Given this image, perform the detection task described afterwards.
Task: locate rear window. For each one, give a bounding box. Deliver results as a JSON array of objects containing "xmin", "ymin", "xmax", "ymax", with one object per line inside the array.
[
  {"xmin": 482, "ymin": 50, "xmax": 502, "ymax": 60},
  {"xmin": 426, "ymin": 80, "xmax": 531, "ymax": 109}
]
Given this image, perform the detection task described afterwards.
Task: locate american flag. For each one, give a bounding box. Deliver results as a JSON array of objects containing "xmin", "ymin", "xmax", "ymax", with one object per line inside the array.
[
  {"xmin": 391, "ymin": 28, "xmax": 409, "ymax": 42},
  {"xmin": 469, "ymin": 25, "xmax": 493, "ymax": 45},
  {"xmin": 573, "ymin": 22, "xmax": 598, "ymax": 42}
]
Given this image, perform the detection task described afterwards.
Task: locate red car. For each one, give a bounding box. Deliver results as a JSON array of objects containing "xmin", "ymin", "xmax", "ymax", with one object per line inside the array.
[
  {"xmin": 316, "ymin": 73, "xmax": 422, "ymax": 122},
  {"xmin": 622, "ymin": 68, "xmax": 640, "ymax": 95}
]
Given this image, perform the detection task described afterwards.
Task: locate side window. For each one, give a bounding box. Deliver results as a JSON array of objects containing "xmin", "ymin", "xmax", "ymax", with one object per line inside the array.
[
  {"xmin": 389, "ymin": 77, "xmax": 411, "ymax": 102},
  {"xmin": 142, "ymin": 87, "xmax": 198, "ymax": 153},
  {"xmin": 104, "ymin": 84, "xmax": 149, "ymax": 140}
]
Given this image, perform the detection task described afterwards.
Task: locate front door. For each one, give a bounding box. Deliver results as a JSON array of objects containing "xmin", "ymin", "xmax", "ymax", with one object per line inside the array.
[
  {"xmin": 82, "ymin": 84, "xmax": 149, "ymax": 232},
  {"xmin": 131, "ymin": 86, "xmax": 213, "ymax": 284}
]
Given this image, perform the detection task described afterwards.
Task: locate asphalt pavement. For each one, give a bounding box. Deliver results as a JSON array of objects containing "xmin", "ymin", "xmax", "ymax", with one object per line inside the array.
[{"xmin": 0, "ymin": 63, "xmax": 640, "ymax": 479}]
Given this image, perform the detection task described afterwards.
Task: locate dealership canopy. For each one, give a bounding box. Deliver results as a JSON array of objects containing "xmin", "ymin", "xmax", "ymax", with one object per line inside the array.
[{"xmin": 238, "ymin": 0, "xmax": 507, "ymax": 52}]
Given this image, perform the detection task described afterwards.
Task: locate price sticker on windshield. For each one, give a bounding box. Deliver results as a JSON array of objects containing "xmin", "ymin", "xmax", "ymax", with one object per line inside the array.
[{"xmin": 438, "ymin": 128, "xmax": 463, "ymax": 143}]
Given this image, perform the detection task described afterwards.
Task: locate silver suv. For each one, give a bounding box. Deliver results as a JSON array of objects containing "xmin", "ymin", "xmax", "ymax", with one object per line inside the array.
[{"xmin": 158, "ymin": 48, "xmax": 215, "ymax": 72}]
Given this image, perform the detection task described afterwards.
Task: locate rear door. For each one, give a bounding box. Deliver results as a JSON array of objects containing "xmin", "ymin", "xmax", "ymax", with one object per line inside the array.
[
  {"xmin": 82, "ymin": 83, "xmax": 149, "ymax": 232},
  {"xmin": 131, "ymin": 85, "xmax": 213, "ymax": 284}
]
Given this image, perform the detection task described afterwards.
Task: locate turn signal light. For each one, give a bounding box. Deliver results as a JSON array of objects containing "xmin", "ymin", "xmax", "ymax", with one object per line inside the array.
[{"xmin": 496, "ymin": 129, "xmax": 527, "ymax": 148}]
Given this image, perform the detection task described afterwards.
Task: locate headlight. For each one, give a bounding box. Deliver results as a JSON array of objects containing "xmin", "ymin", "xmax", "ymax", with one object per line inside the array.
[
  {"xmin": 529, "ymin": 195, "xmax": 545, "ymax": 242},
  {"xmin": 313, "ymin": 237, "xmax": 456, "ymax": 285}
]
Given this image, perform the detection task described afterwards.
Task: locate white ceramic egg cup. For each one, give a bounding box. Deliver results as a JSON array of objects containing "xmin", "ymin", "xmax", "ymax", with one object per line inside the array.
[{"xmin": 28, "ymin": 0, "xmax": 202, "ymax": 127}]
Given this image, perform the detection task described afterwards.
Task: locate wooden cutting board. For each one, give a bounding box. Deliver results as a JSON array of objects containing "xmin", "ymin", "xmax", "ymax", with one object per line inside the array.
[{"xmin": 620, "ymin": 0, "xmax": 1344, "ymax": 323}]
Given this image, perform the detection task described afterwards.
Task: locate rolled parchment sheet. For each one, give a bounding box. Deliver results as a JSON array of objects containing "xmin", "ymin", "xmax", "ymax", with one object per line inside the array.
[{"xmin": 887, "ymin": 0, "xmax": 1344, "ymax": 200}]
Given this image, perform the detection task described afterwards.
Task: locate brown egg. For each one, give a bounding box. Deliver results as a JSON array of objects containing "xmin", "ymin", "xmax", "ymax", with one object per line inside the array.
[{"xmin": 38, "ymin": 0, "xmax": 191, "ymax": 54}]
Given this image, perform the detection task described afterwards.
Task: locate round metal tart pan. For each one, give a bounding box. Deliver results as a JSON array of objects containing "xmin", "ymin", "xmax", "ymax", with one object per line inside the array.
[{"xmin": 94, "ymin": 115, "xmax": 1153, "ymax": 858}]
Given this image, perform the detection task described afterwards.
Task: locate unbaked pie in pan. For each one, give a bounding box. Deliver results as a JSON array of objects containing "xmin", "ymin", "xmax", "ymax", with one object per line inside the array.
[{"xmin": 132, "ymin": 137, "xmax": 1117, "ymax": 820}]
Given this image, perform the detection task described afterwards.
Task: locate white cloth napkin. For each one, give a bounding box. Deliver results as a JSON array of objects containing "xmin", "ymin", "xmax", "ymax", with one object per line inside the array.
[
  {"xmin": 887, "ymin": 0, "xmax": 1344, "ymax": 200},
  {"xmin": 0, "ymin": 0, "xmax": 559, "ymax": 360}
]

────────

EXERCISE OBJECTIVE »
Copy every record exactly as presented.

TASK OUTPUT »
Given this image, perform the detection task described afterwards.
Task: locate rear window. For each one, give a bounding box. Deliver results as a JSON array of objects containing "xmin", "ymin", "xmax", "ymax", with one object per line inside the array.
[
  {"xmin": 482, "ymin": 50, "xmax": 502, "ymax": 60},
  {"xmin": 426, "ymin": 80, "xmax": 531, "ymax": 109}
]
Given this image, perform the detection task described afterwards.
Task: locate american flag. For each one, give a bounding box. Deliver results as a JSON array of objects containing "xmin", "ymin", "xmax", "ymax", with one object per line inside the array.
[
  {"xmin": 391, "ymin": 28, "xmax": 409, "ymax": 42},
  {"xmin": 469, "ymin": 25, "xmax": 493, "ymax": 45},
  {"xmin": 573, "ymin": 22, "xmax": 598, "ymax": 42}
]
Given this image, perform the detection task described afterwards.
Task: locate red car. For each one, give a bounding box. Deliver results as a JSON array of objects containing "xmin", "ymin", "xmax", "ymax", with one object per line inside the array.
[
  {"xmin": 316, "ymin": 73, "xmax": 422, "ymax": 122},
  {"xmin": 622, "ymin": 68, "xmax": 640, "ymax": 95}
]
Given this image, perform the detection task described afterwards.
Task: locate side window. For each one, give a bounding box. Deliver results as a JSON array of objects containing "xmin", "ymin", "xmax", "ymax", with one object per line inside the array.
[
  {"xmin": 389, "ymin": 77, "xmax": 411, "ymax": 102},
  {"xmin": 142, "ymin": 87, "xmax": 198, "ymax": 153},
  {"xmin": 104, "ymin": 84, "xmax": 149, "ymax": 140}
]
Given this image, perform the detection task described afterwards.
Task: locate front door. For each one, give a bounding box. Deliver results as a JSON array of objects containing "xmin", "ymin", "xmax", "ymax", with one object per line inside the array.
[
  {"xmin": 82, "ymin": 84, "xmax": 149, "ymax": 232},
  {"xmin": 131, "ymin": 86, "xmax": 213, "ymax": 284}
]
Given this image, perform the detection task described afterwards.
Task: locate asphalt pavement. For each one, give a bounding box. Deliver results as a JSON array of objects containing "xmin", "ymin", "xmax", "ymax", with one object per line inside the array.
[{"xmin": 0, "ymin": 63, "xmax": 640, "ymax": 479}]
Given this image, perform the detection task described afterwards.
Task: locate dealership canopy. For each one, give a bounding box. Deliver results as a JSON array of objects containing "xmin", "ymin", "xmax", "ymax", with one object per line inside the array.
[{"xmin": 238, "ymin": 0, "xmax": 507, "ymax": 52}]
Given this image, perform the detection task described afterwards.
Task: locate price sticker on windshield. For each one, give a bounding box. Deliver results as a JSON array of objects containing "xmin", "ymin", "xmax", "ymax", with one object per line inside the array.
[{"xmin": 438, "ymin": 128, "xmax": 463, "ymax": 143}]
Given this image, perform the detection task described afterwards.
Task: locate silver suv. For each one, give a bounding box. Deliver results as a JSON array of objects containing "xmin", "ymin", "xmax", "ymax", with one object per line inside the array.
[{"xmin": 158, "ymin": 48, "xmax": 215, "ymax": 72}]
Given this image, perform the detection task described afterwards.
Task: locate rear door. For each one, give a bounding box. Deliver results as a JSON array of objects containing "xmin", "ymin", "xmax", "ymax", with one object per line inside the array.
[
  {"xmin": 82, "ymin": 83, "xmax": 149, "ymax": 232},
  {"xmin": 131, "ymin": 85, "xmax": 213, "ymax": 284}
]
Given this image, perform the detection task described afterwards.
Task: locate turn signal light. For each one, give a bounding box. Deliver results as a JSON array of objects containing "xmin", "ymin", "xmax", "ymax", with one object per line inside the array.
[{"xmin": 496, "ymin": 129, "xmax": 527, "ymax": 148}]
Given this image, perform the detection task described afterwards.
Task: locate headlight. For each one, give a bounding box. Deliver results as a JSON array of objects containing "xmin", "ymin", "xmax", "ymax", with one object per line inside the array.
[
  {"xmin": 529, "ymin": 195, "xmax": 545, "ymax": 242},
  {"xmin": 313, "ymin": 237, "xmax": 456, "ymax": 285}
]
Given this image, perform the detection task described afterwards.
Task: locate white ceramic egg cup. For each one, give a bounding box. Deliver results as a JSON array of objects containing "xmin", "ymin", "xmax", "ymax", with one object per line inside the array.
[{"xmin": 28, "ymin": 0, "xmax": 202, "ymax": 127}]
Given this image, perform the detection task described afterwards.
Task: locate wooden cutting board. For each one, give a bounding box. Deliver results as a JSON array of objects containing "xmin", "ymin", "xmax", "ymax", with one object per line inside the array.
[{"xmin": 620, "ymin": 0, "xmax": 1344, "ymax": 323}]
Given this image, perform the detection task described afterwards.
Task: locate rolled parchment sheet. For each one, give a bounding box. Deliver results as a JSON array of objects containing "xmin", "ymin", "xmax", "ymax", with one object per line inside the array.
[{"xmin": 887, "ymin": 0, "xmax": 1344, "ymax": 200}]
Given this image, perform the detection task described afterwards.
Task: locate brown egg. For each one, give a bounding box. Deliver results as a JSON array of objects containing "xmin", "ymin", "xmax", "ymax", with one object per line inside the array.
[{"xmin": 38, "ymin": 0, "xmax": 191, "ymax": 54}]
Given this image, perform the detection task described afterwards.
Task: locate round metal tart pan. For each one, give a bounding box. Deliver results as a JSON array of objects containing "xmin", "ymin", "xmax", "ymax", with one object per line inside the array.
[{"xmin": 94, "ymin": 115, "xmax": 1153, "ymax": 858}]
Given this image, perform the detection task described afterwards.
Task: locate unbaked pie in pan. For each one, give a bounding box. Deliver results as a JSON array of objects containing "xmin", "ymin", "xmax", "ymax", with one object per line inside the array.
[{"xmin": 132, "ymin": 137, "xmax": 1117, "ymax": 820}]
Given this image, perform the detection task described afterwards.
Task: locate white cloth napkin. For each one, give a bounding box. Deliver results as a JSON array of objects containing "xmin", "ymin", "xmax", "ymax", with one object per line inside the array.
[
  {"xmin": 887, "ymin": 0, "xmax": 1344, "ymax": 200},
  {"xmin": 0, "ymin": 0, "xmax": 559, "ymax": 360}
]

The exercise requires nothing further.